DOCUMENT EXTRACT:
________________________________________
Have you ever wondered what the difference is between fascism and communism?

Reading your 20th century history textbook, it may not be particularly obvious. In part, this is because the difference between fascism and communism is theoretical, whereas in practice, both are quite similar. Here is the breakdown of fascism vs. communism according to various criteria including central philosophy and political and social structure.

Philosophy and Operating Principles

In theory, communism’s operating principle is this: “From each according to his ability, to each according to his needs.” A perfect communistic system would therefore have it that everyone would receive equal resources. Each would give according to his or her gifts, and receive whatever resources were needed for survival. Everyone would receive fair pay, and nobody would want for food, shelter, medicine, or other basic life needs.

Fascism’s operating tenants are a bit less clear, but tend to include tenets of nationalistic romanticism, and an attempt to revive the past glory of bygone epochs. The majority of fascistic nations have been actively imperialistic, though some have kept to themselves. Fascism is totalitarian, meaning that within the fascist state, no value can be defined outside of the state, and therefore the state becomes godlike in its relationship to its citizens. Gender roles, religion, race, and other individual aspects of human identity are regulated and controlled within the fascist state.

Political and Social Structure

Benito Mussolini, leader of Italy's National Facist Party from 1922-1943 (Photo credit: Wikipedia)

Benito Mussolini, leader of Italy’s National Facist Party from 1922-1943 (Photo credit: Wikipedia)

In a fascist state, there is generally a single leader with total authority, whereas in socialism—in theory—there should be no leader, and the people themselves should be calling all the shots.

In socialism, there should be no class distinctions, because everyone’s needs should be served equally, whereas in fascism there are strict social-class separations and those perceived as “inferior” may be outright eliminated. Economically, a mix of public and private production are essential to fascist states. Socialism supports wealth redistribution so that everyone can get what they need. Socialism abolishes the concept of personal property and religion.
________________________________________
MATERIAL SUPPLIED:

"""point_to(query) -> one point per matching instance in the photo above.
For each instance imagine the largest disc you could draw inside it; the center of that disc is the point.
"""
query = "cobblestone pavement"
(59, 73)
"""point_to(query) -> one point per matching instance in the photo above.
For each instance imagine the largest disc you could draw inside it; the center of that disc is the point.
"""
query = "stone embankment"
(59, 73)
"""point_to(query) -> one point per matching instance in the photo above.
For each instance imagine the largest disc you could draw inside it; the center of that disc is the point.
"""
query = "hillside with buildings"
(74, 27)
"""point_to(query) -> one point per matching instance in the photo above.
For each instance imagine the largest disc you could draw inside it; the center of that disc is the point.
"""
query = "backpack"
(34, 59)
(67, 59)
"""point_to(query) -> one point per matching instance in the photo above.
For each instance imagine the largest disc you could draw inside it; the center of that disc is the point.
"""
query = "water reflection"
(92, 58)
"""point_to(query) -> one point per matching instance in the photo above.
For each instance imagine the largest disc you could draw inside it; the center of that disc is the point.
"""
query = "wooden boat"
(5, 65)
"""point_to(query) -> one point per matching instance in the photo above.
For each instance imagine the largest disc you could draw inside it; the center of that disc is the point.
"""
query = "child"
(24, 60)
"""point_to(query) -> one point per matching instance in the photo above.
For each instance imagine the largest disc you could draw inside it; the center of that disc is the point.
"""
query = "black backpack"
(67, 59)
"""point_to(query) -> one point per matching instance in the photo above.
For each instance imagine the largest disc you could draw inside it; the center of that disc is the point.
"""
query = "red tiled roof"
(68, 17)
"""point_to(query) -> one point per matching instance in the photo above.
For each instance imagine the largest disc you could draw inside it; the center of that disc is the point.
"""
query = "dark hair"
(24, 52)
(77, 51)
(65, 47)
________________________________________
THINGS TO DO:
1/ In the text on fascism and communism, switch "imperialistic" to "expansionist" and write out the passage from "Fascism’s operating tenants" up to and including "the fascist state.".
2/ Do these statements agree with the text on fascism and communism? Answer yes or no for each and quote the words that decide it. (a) A perfect communistic system would give everyone equal resources. (b) Every fascist nation has been actively imperialistic. (c) Fascist states depend on public production alone.

SOLUTIONS TO THE TASKS:
1/
Fascism’s operating tenants are a bit less clear, but tend to include tenets of nationalistic romanticism, and an attempt to revive the past glory of bygone epochs. The majority of fascistic nations have been actively expansionist, though some have kept to themselves. Fascism is totalitarian, meaning that within the fascist state, no value can be defined outside of the state, and therefore the state becomes godlike in its relationship to its citizens. Gender roles, religion, race, and other individual aspects of human identity are regulated and controlled within the fascist state.

2/
(a) Yes: "A perfect communistic system would therefore have it that everyone would receive equal resources."
(b) No: "The majority of fascistic nations have been actively imperialistic, though some have kept to themselves."
(c) No: "Economically, a mix of public and private production are essential to fascist states."